Em 2004, quando o BNDES era
chefiado por Carlos Lessa, então o
nicho nacionalista do governo
Luiz Inácio Lula da Silva, o vice-presidente do banco, Darc Costa,
sonhava com o que chamava de
"eixo do bem", e dizia à Folha:
"Se houver o alinhamento Caracas/Brasília/Buenos Aires, o resto
da América do Sul cai por gravidade".
A novidade nessa história está
dada pelo presidente que agora
toma a iniciativa de reapresentar,
com uma roupagem mais concreta ou mais megalomaníaca, segundo os críticos, o eixo supostamente do bem. Chama-se Hugo
Chávez Frias, preside a Venezuela, e não o Brasil.
Na prática, o principal resultado
da série de reuniões desta semana
entre mandatários sul-americanos foi a consolidação de uma
mudança de líderes: sai Lula, obscurecido pelo conservadorismo
de seu governo e pela relativa paralisia provocada pelos sucessivos
escândalos, e entra Chávez.
Mas é bom qualificar a liderança: na prática, trata-se apenas da
liderança das vozes dissonantes
em relação ao modelo dito neoliberal que foi absolutamente hegemônico nos anos 1990 e princípios do novo século.
A liderança regional será sempre do Brasil, com qualquer presidente, pelo tamanho do país, de
sua população e de sua economia.
No máximo, disputando com o
México, que, no entanto, é dependente demais dos Estados Unidos
para voar por conta própria, ainda que as eleições de julho sejam
vencidas por Andrés Manuel Lopez Obrador, o mais esquerdista
dos candidatos principais.
A ascensão de Chávez já ficara
evidente no fim do ano passado,
durante a Cúpula das Américas,
em Mar del Plata (Argentina).
Foi o único presidente a ter um
pé em cada lado do perímetro de
segurança, sempre montado nessas ocasiões. Ficou do lado protegido, mas falou também, em estádio de futebol, aos inimigos do
modelo neoliberal e da Alca (Área
de Livre Comércio das Américas).
Lula fez papel discretíssimo, do
lado de dentro e zero do lado de
fora.
A multidão de ONGs que participou da contra-cúpula deixou
claro que, embora ainda mantivesse alguma expectativa em relação a Lula, já deslocara suas fichas
para Chávez.
Mas a comparação entre as reuniões desta semana e Mar del Plata joga contra a retórica integracionista de Chávez.
Em São Paulo, Chávez disse,
após o encontro com Lula e o argentino Néstor Kirchner, que eles
eram os "três mosqueteiros".

* EXERCÍCIOS PROPOSTOS *
1. Resuma o texto de leitura em duas frases.
2. Substitua "photo" por "image" nas linhas dos dados fornecidos, da linha que contém "Where can the stone" até a última linha, com ambas incluídas. Reproduza apenas esse trecho e mantenha todo o resto inalterado.

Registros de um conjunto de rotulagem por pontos
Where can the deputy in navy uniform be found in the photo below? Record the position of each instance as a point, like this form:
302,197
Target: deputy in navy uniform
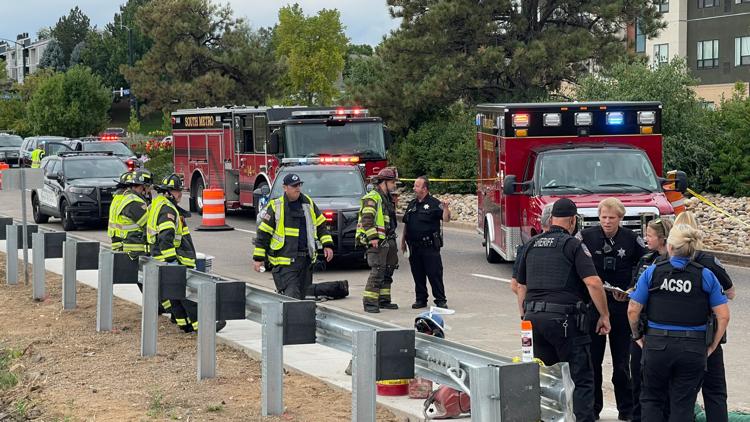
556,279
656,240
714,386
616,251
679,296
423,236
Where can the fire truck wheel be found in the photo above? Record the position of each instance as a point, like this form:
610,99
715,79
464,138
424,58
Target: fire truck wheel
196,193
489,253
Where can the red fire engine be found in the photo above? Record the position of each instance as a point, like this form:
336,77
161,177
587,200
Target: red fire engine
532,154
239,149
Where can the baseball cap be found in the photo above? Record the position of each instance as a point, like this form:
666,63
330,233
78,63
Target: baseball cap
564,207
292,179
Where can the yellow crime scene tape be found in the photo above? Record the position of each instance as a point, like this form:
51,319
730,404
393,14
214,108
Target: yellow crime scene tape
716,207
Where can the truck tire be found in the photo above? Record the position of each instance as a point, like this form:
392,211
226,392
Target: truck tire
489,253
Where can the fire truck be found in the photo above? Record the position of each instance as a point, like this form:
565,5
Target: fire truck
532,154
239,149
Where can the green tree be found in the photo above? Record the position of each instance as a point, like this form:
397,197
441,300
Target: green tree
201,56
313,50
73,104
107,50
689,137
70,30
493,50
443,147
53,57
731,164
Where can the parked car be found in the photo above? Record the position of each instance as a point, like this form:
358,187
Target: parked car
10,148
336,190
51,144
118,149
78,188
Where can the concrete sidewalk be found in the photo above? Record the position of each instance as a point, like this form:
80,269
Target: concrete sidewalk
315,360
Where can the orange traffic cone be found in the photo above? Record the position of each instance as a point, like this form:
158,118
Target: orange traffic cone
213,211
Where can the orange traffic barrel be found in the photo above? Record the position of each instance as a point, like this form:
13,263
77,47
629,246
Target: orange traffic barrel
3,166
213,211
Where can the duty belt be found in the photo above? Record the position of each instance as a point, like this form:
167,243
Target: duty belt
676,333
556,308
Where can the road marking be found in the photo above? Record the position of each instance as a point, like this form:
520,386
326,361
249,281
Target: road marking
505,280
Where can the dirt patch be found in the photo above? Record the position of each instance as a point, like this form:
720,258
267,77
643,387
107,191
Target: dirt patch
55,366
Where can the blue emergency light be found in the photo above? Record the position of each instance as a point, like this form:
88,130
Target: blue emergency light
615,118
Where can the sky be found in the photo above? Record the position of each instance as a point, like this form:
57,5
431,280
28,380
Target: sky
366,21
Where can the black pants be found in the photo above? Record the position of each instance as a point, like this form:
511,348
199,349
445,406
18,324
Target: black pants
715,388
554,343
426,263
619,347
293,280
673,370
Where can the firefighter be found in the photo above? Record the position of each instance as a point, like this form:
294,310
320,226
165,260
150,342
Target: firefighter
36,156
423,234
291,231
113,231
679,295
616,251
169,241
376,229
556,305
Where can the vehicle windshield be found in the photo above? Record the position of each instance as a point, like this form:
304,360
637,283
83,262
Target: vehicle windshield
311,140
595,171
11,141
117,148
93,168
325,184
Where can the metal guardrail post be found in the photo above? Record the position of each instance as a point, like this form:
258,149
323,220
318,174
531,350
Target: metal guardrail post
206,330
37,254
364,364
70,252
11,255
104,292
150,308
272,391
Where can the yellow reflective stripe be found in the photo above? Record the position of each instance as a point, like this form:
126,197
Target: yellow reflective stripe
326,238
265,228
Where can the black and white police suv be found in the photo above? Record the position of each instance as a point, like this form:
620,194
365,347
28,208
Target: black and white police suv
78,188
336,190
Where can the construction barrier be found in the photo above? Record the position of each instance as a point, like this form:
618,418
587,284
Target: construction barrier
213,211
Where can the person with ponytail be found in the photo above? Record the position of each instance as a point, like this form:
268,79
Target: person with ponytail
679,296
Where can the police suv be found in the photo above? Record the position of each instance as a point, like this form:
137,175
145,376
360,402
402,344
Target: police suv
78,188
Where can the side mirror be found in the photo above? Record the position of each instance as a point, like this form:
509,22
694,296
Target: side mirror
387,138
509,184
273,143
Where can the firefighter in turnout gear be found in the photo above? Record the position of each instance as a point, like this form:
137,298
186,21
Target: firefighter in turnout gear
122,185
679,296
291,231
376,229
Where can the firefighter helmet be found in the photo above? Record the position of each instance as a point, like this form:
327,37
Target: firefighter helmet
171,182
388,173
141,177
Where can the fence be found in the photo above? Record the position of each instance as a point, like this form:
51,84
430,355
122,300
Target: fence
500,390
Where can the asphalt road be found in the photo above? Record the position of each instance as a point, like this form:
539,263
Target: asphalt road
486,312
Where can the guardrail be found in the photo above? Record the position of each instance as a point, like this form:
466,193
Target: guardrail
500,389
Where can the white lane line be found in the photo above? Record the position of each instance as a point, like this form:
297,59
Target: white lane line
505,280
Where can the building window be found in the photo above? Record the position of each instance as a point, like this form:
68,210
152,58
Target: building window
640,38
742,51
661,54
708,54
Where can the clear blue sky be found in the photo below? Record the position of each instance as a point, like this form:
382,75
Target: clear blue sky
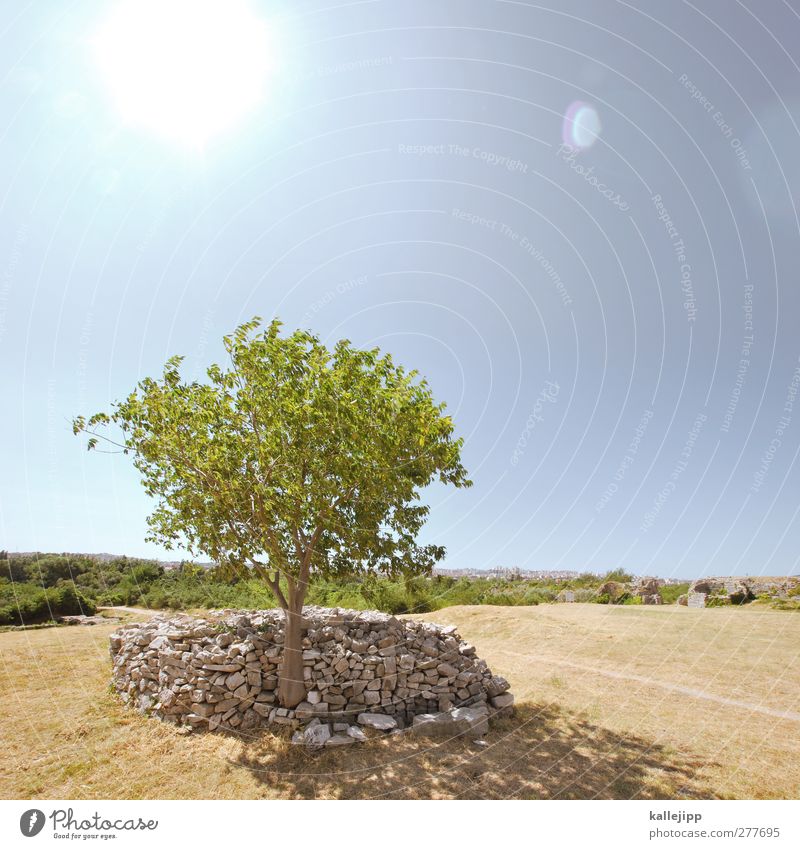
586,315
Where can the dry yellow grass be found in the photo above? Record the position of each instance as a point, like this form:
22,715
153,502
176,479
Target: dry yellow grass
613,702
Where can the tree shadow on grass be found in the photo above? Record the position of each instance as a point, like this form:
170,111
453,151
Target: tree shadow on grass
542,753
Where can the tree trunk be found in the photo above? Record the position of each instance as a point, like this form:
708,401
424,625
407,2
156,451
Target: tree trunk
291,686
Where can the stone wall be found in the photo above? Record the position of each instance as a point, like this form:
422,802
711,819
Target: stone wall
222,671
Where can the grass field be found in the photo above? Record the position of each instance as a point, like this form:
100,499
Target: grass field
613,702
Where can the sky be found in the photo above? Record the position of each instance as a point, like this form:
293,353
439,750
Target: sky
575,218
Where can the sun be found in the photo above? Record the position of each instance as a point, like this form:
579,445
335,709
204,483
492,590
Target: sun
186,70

* RESPOSTAS POR EXERCÍCIO *
1. As reuniões desta semana entre mandatários sul-americanos consolidaram uma mudança de líderes, com a saída de Lula e a entrada de Chávez, embora se trate apenas da liderança das vozes dissonantes em relação ao modelo dito neoliberal, já que a liderança regional será sempre do Brasil pelo tamanho do país, de sua população e de sua economia. A ascensão de Chávez já ficara evidente na Cúpula das Américas, em Mar del Plata, onde ele falou aos inimigos do modelo neoliberal e da Alca, enquanto Lula teve papel discretíssimo.

2.
Where can the stone wall be found in the image above? Record the position of each instance as a point, like this form:
422,802
711,819
Target: stone wall
222,671
Where can the grass field be found in the image above? Record the position of each instance as a point, like this form:
100,499
Target: grass field
613,702
Where can the sky be found in the image above? Record the position of each instance as a point, like this form:
293,353
439,750
Target: sky
575,218
Where can the sun be found in the image above? Record the position of each instance as a point, like this form:
579,445
335,709
204,483
492,590
Target: sun
186,70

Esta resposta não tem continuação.